◆ WHAT THE EXERCISE ASKS ◆
When the word "hair" shows up in a line of the records below, copy that line.

• • •

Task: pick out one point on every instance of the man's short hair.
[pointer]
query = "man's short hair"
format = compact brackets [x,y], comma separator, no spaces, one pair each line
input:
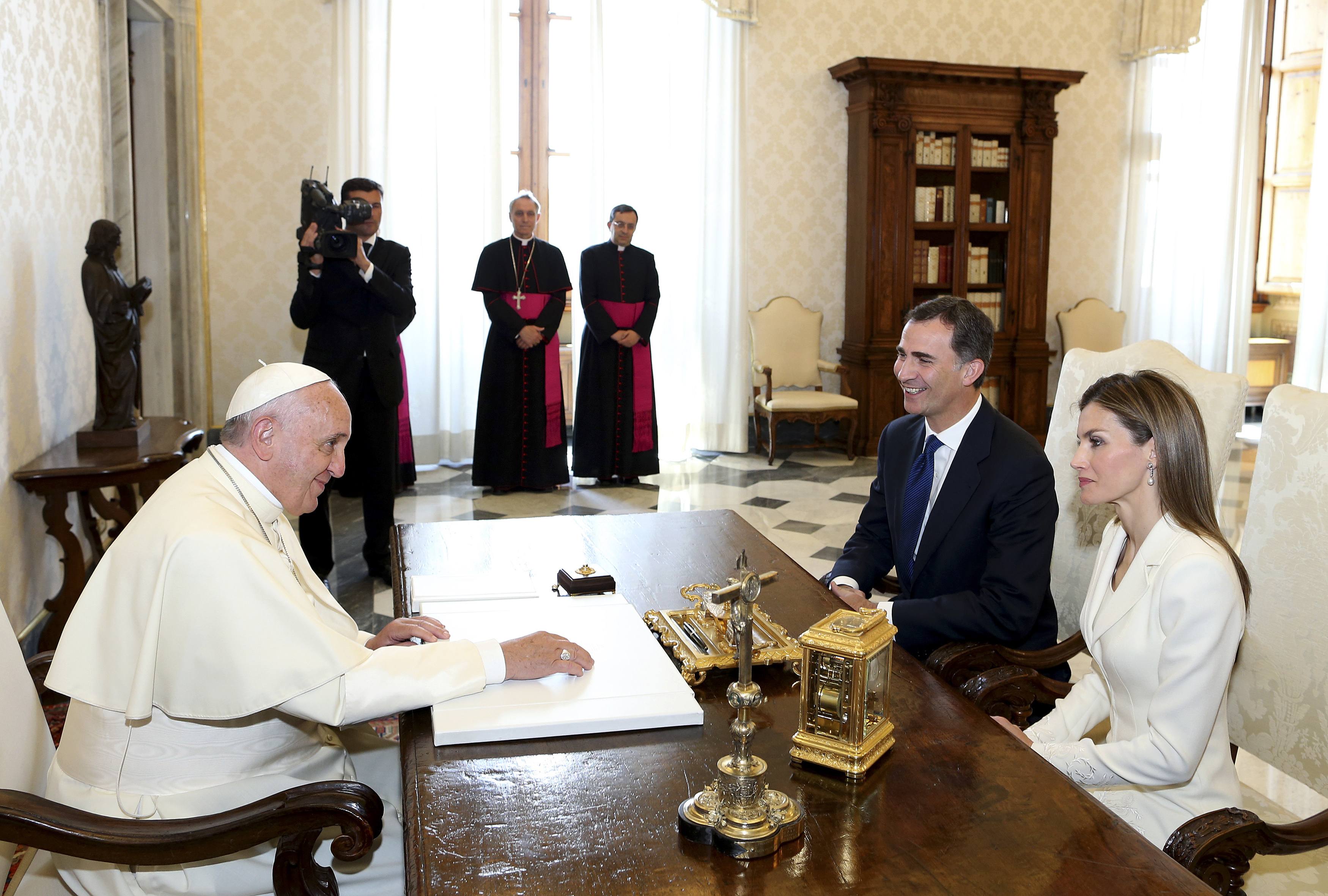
[359,185]
[524,194]
[971,331]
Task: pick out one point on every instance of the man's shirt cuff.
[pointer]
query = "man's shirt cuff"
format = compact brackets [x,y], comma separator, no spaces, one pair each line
[496,664]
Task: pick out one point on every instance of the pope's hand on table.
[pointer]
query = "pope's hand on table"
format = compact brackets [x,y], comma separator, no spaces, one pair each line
[530,336]
[856,599]
[400,631]
[541,653]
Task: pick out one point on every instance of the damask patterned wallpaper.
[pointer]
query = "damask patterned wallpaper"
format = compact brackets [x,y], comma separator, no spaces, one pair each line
[267,69]
[797,133]
[51,170]
[267,113]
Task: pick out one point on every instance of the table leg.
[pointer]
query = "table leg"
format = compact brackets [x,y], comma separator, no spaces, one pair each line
[91,531]
[113,510]
[60,606]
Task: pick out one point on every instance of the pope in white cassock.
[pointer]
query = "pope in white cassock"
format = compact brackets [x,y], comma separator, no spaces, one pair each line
[208,667]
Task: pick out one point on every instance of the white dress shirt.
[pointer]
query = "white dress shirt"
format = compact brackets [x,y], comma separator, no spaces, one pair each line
[950,440]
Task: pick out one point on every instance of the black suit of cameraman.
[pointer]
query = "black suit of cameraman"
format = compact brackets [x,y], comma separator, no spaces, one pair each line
[354,310]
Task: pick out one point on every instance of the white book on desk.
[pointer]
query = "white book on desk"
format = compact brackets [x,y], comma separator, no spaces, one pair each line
[634,684]
[496,586]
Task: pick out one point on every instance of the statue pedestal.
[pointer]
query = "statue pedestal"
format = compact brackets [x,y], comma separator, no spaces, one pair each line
[132,437]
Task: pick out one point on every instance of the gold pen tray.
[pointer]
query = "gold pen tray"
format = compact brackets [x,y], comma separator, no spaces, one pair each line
[699,639]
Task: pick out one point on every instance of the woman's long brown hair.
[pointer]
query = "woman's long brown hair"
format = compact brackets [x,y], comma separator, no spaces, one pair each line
[1150,405]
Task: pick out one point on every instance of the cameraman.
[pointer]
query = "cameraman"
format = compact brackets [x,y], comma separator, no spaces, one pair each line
[354,310]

• • •

◆ WRITTEN RESPONSE ◆
Task: pick out one point on every instance of the man's short hair.
query = "man's short hair"
Task: pick out one point on every instance of the woman's long brown hair.
query = "woman's long brown hair"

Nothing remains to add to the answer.